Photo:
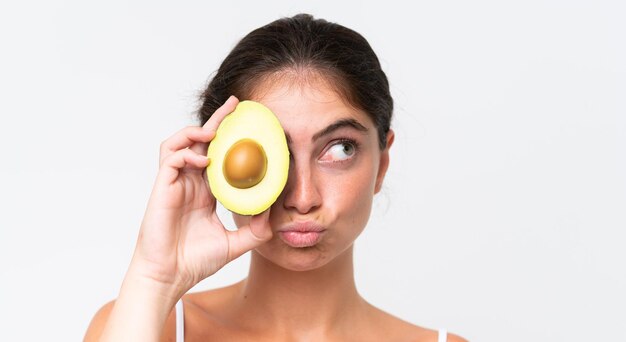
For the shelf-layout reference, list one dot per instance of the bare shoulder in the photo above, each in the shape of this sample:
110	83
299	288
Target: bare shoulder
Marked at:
397	329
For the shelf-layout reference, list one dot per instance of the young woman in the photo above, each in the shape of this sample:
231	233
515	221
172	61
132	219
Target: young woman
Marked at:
326	86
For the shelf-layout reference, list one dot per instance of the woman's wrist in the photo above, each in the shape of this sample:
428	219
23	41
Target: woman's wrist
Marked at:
140	310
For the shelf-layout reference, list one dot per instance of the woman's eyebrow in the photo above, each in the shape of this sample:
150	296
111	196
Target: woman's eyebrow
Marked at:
341	123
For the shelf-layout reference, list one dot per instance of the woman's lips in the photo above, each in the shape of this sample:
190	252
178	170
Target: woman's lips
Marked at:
302	234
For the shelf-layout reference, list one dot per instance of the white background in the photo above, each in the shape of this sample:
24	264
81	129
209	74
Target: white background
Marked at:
503	216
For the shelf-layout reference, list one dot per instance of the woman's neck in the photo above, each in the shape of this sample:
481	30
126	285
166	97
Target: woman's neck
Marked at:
316	301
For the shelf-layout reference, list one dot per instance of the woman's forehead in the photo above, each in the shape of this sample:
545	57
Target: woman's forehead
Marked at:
308	106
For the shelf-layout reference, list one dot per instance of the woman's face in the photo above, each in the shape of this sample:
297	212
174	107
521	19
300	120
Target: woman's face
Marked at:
336	167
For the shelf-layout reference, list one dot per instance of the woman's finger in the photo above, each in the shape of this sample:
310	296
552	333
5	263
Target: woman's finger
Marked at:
172	164
250	236
214	121
182	139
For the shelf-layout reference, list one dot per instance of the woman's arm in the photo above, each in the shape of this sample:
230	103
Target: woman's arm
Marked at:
181	240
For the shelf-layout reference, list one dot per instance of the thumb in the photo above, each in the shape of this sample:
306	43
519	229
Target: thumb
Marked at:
250	236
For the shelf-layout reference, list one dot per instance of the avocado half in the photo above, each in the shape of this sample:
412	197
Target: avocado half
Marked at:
249	159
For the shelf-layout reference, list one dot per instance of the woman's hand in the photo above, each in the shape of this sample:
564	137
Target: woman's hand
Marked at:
181	240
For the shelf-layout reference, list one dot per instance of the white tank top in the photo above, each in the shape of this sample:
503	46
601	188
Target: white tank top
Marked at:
180	325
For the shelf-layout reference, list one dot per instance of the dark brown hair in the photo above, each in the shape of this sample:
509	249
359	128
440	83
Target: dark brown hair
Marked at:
303	44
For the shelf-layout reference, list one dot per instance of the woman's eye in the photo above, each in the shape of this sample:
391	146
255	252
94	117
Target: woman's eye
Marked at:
340	151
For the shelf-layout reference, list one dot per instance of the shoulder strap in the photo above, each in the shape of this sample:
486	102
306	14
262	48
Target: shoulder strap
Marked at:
443	335
180	321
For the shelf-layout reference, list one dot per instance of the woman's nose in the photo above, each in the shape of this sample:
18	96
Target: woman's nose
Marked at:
301	191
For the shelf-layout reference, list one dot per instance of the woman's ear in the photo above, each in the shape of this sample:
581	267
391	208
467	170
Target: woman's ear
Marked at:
384	161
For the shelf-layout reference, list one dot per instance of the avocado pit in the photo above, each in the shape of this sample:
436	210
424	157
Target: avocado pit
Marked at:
245	164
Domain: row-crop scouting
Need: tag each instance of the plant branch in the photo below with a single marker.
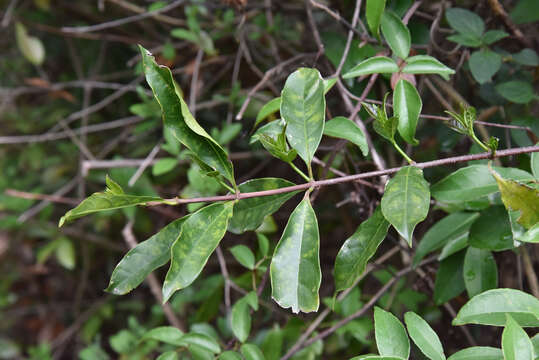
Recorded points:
(349, 178)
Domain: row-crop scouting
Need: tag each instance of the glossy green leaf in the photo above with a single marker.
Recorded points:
(424, 64)
(144, 258)
(343, 128)
(453, 226)
(180, 121)
(358, 249)
(423, 336)
(230, 355)
(112, 198)
(396, 34)
(465, 22)
(516, 196)
(397, 344)
(520, 92)
(492, 230)
(532, 235)
(373, 65)
(251, 352)
(491, 306)
(492, 36)
(480, 271)
(250, 213)
(406, 201)
(407, 106)
(303, 107)
(31, 47)
(478, 353)
(295, 266)
(484, 64)
(244, 256)
(449, 282)
(271, 107)
(169, 355)
(240, 318)
(167, 334)
(374, 11)
(516, 345)
(473, 182)
(200, 235)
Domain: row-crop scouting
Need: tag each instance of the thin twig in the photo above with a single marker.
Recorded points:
(119, 22)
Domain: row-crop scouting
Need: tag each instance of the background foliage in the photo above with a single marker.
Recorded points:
(261, 96)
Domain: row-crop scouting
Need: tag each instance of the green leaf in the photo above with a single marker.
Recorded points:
(162, 166)
(449, 282)
(230, 355)
(480, 271)
(358, 249)
(516, 196)
(397, 343)
(169, 355)
(491, 306)
(473, 182)
(532, 235)
(492, 36)
(374, 12)
(407, 105)
(244, 256)
(271, 107)
(484, 64)
(65, 253)
(492, 230)
(144, 258)
(465, 40)
(520, 92)
(453, 226)
(303, 107)
(424, 64)
(180, 121)
(423, 336)
(373, 65)
(251, 352)
(527, 57)
(465, 22)
(200, 235)
(31, 47)
(406, 201)
(295, 266)
(396, 34)
(343, 128)
(240, 318)
(112, 198)
(250, 213)
(478, 353)
(516, 345)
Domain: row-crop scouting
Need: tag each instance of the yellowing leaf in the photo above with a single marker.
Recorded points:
(31, 47)
(517, 196)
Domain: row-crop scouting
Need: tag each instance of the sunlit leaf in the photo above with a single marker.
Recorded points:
(303, 107)
(250, 213)
(406, 201)
(358, 249)
(407, 108)
(491, 306)
(295, 266)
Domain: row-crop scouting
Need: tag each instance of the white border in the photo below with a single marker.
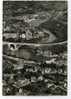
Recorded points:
(69, 54)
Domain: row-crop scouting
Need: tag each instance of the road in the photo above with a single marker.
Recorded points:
(34, 44)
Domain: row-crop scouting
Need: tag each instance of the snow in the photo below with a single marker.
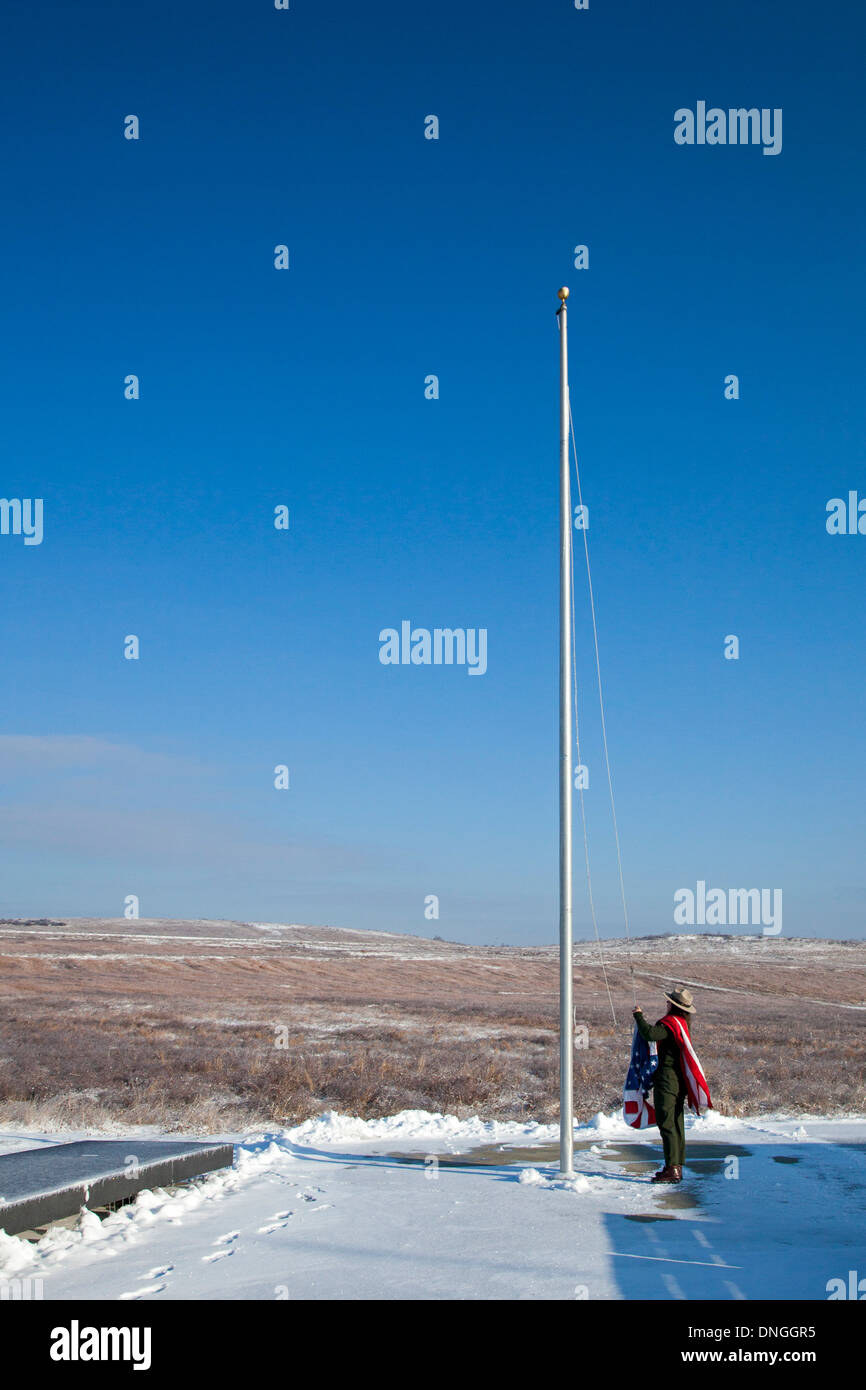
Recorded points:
(330, 1209)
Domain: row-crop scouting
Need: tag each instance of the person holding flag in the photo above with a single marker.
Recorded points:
(676, 1077)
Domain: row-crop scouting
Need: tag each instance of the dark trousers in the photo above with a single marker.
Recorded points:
(669, 1107)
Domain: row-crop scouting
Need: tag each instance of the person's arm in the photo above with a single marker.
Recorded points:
(649, 1032)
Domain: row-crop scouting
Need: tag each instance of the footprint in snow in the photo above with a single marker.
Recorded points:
(275, 1225)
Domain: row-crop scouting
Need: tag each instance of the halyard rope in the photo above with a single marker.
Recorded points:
(601, 699)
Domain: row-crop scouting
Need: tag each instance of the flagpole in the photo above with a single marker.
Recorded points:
(566, 1019)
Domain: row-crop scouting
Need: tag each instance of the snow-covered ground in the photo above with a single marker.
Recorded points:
(772, 1208)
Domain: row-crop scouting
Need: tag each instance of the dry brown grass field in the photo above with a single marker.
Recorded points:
(220, 1025)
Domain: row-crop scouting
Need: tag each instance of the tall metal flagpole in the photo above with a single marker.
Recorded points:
(566, 1020)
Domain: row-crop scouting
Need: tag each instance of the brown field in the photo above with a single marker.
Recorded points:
(218, 1025)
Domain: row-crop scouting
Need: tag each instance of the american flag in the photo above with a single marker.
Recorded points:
(695, 1082)
(637, 1111)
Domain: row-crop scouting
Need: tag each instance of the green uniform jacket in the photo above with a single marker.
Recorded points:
(669, 1073)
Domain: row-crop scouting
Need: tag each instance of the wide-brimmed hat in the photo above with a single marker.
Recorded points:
(683, 998)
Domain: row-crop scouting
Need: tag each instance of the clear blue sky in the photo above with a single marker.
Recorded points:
(306, 387)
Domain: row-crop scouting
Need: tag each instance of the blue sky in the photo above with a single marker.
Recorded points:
(306, 388)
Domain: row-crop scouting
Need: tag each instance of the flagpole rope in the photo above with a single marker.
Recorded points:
(581, 788)
(601, 699)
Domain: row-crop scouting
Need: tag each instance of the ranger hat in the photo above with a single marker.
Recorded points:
(683, 998)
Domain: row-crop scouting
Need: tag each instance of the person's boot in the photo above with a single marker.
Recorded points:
(666, 1175)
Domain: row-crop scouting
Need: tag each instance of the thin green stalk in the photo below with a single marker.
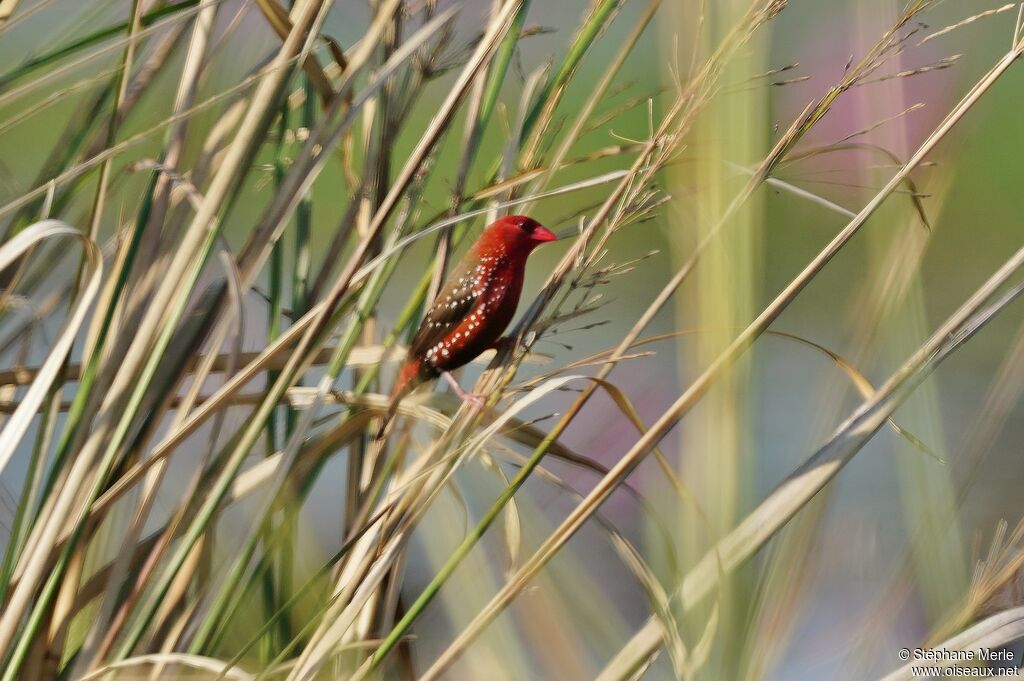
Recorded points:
(145, 20)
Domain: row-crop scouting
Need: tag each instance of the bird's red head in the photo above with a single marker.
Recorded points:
(518, 232)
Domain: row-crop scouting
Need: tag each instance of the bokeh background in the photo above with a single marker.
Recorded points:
(889, 547)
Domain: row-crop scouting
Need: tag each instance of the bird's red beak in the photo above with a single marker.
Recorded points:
(543, 235)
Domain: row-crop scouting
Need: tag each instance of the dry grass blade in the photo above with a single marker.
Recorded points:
(173, 658)
(29, 403)
(701, 384)
(817, 471)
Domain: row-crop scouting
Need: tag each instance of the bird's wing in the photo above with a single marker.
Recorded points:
(450, 307)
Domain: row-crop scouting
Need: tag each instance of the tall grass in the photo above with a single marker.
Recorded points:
(181, 386)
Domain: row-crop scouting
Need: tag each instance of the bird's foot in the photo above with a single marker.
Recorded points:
(475, 400)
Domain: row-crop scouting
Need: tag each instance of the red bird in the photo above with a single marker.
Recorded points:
(473, 309)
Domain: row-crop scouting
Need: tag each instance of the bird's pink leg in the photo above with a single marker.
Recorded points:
(474, 399)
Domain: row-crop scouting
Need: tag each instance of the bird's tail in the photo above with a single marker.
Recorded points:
(407, 381)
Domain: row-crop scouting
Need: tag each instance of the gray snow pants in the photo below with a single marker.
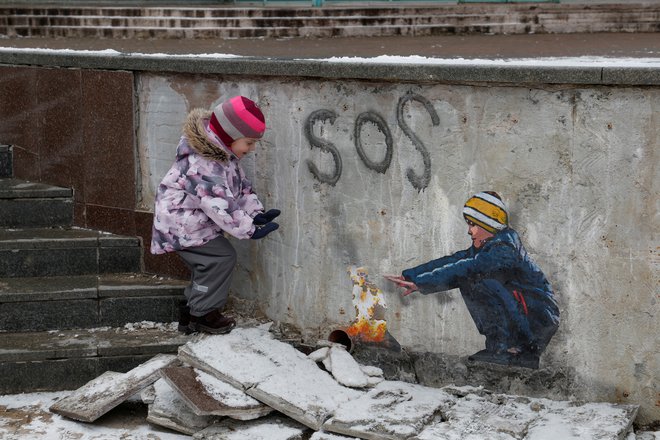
++++++++++++++++++++
» WHAT TO DO:
Which lines of the listing above contain the string "hair"? Collect and copy each of them, treating uppercase and lowercase letters as different.

» THE RESULT:
For the shelf-layout reference, list one dot per instance of the dark brown hair in the photo above, each in the shape of this sample:
Target: dark brown hair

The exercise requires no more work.